THE REQUEST:
Locate every line in the listing below that contains the string "plant", treating uppercase and lowercase as different, and copy each such line.

PROVIDED DATA:
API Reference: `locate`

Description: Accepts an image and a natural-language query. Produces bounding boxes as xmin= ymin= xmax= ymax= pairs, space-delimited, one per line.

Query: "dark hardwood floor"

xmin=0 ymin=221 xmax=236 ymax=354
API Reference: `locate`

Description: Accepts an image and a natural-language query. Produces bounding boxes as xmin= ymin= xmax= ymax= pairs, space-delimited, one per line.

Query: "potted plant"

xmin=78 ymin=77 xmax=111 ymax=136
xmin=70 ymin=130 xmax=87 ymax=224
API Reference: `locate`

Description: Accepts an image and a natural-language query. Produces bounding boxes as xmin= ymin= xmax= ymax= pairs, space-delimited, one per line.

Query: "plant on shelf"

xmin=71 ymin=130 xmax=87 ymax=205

==

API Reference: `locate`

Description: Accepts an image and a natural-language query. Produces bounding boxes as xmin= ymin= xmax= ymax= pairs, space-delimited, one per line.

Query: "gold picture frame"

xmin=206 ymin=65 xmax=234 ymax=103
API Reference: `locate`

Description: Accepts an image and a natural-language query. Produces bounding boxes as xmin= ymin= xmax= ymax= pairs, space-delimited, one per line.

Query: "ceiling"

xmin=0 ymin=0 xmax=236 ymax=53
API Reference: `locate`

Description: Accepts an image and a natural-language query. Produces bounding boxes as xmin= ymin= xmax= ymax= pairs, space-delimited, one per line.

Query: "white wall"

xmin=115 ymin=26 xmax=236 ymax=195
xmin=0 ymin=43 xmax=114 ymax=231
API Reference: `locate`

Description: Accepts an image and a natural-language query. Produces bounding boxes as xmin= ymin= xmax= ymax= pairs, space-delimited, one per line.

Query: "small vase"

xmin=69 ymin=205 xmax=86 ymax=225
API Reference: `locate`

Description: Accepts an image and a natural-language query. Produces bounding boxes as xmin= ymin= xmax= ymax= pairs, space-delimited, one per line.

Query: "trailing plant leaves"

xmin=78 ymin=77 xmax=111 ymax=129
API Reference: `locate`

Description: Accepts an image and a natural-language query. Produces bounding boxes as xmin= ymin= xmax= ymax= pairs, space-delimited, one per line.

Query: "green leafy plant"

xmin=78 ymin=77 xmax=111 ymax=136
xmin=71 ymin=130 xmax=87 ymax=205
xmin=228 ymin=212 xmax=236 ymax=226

FINISHED EXERCISE:
Query: "potted plant"
Query: "plant on shelf"
Query: "trailing plant leaves"
Query: "green leafy plant"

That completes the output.